Records from a dataset:
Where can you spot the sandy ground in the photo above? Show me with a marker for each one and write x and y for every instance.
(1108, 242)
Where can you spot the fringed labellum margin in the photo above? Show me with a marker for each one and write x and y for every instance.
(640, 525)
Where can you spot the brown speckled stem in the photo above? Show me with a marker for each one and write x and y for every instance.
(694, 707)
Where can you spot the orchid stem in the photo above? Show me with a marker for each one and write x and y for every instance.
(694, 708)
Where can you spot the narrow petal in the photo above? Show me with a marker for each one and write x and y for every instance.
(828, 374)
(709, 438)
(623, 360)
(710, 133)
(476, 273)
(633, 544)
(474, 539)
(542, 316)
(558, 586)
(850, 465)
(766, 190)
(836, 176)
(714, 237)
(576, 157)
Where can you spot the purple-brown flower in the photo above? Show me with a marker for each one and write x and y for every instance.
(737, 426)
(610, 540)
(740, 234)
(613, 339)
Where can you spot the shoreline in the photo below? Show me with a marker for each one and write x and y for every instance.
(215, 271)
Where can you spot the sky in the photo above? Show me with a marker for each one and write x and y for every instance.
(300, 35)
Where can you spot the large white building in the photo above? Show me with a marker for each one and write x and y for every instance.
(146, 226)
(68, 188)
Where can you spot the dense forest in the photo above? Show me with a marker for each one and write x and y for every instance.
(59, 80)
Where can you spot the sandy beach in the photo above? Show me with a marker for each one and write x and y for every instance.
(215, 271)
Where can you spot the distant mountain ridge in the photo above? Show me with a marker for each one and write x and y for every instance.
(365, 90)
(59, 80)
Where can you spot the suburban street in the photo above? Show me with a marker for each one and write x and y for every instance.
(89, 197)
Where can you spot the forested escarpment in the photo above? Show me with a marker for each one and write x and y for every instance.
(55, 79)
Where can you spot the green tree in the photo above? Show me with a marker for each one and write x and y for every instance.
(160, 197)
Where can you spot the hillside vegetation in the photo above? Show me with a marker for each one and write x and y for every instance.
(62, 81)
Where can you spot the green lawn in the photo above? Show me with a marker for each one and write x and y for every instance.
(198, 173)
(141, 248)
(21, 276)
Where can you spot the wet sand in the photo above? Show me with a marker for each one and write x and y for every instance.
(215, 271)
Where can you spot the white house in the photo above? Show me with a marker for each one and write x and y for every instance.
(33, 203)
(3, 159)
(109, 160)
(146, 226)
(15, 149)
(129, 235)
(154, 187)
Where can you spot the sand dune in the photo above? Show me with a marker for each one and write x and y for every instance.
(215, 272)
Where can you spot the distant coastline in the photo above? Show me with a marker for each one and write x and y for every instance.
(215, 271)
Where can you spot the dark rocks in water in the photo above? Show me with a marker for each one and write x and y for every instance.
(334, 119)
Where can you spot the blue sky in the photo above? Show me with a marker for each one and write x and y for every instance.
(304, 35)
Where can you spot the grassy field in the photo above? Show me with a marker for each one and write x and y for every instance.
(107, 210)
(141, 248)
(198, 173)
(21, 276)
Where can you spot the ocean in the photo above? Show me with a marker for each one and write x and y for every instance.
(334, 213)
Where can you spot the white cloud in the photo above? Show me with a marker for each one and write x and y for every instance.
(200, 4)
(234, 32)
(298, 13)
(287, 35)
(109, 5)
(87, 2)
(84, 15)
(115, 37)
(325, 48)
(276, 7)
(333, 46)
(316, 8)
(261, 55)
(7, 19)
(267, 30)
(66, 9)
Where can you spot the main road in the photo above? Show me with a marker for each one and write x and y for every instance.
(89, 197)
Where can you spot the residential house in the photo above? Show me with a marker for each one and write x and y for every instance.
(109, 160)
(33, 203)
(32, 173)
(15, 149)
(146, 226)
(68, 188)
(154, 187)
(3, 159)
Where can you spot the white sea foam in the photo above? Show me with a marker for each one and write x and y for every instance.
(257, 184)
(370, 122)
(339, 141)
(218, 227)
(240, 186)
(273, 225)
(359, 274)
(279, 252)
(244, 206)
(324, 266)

» **GIVEN PROBLEM**: Print exactly the lines above, starting at the line that contains "Where can you spot the wet" and ending with the last line of the records, both included.

» **OUTPUT OF THE EXERCISE**:
Where can you spot the wet sand in the photo above? Show me with a marker for each one and write x and y for every instance.
(215, 271)
Where can you spot the white house in the photo above? Show me with a marker for each one and write x and y for every instance.
(33, 203)
(3, 159)
(109, 160)
(146, 226)
(15, 149)
(129, 235)
(154, 187)
Where can you spot the sand dune in the photo above? Show me with a marker for each one and write x and y for every instance.
(215, 272)
Where can you spot the distant coastline in the photo above? Show me with a marker for each one and write x and y for every instance.
(215, 271)
Where can you spot the dark rocks in water in the photo above? Show me with a marker for each one and write x and y for every instance.
(334, 119)
Where can you spot the blue sky in the photo above? Show me with a marker for each one and write x and y for every instance.
(304, 35)
Where can you spot the grassy field in the photo above? Show me with a marker for each one and write x and y for every instance.
(107, 210)
(141, 248)
(198, 173)
(21, 276)
Where can you spot the ocean in the photo above? Show me with a marker for each one and write x and y for every instance.
(334, 213)
Where can you spot the white cloud in the photo above? Show me with a marker for each one and write x and y for every instance.
(200, 4)
(234, 32)
(298, 13)
(287, 35)
(109, 5)
(87, 2)
(84, 15)
(115, 37)
(325, 48)
(276, 7)
(333, 46)
(316, 8)
(261, 55)
(7, 19)
(267, 30)
(66, 9)
Where can you spot the main road in the photo above? Show me with a marker for each one and write x and y for every instance.
(89, 197)
Where can you spot the residential house in the photo above? Show me with a marker for each one and write x and y for every instance.
(109, 160)
(33, 203)
(32, 173)
(15, 149)
(146, 226)
(68, 188)
(154, 187)
(3, 159)
Where can you spot the white sea foam in the photo above? Show me with a marker for each one and write x and y for every instance.
(257, 184)
(370, 122)
(339, 141)
(218, 227)
(240, 186)
(273, 225)
(359, 274)
(279, 252)
(244, 206)
(324, 266)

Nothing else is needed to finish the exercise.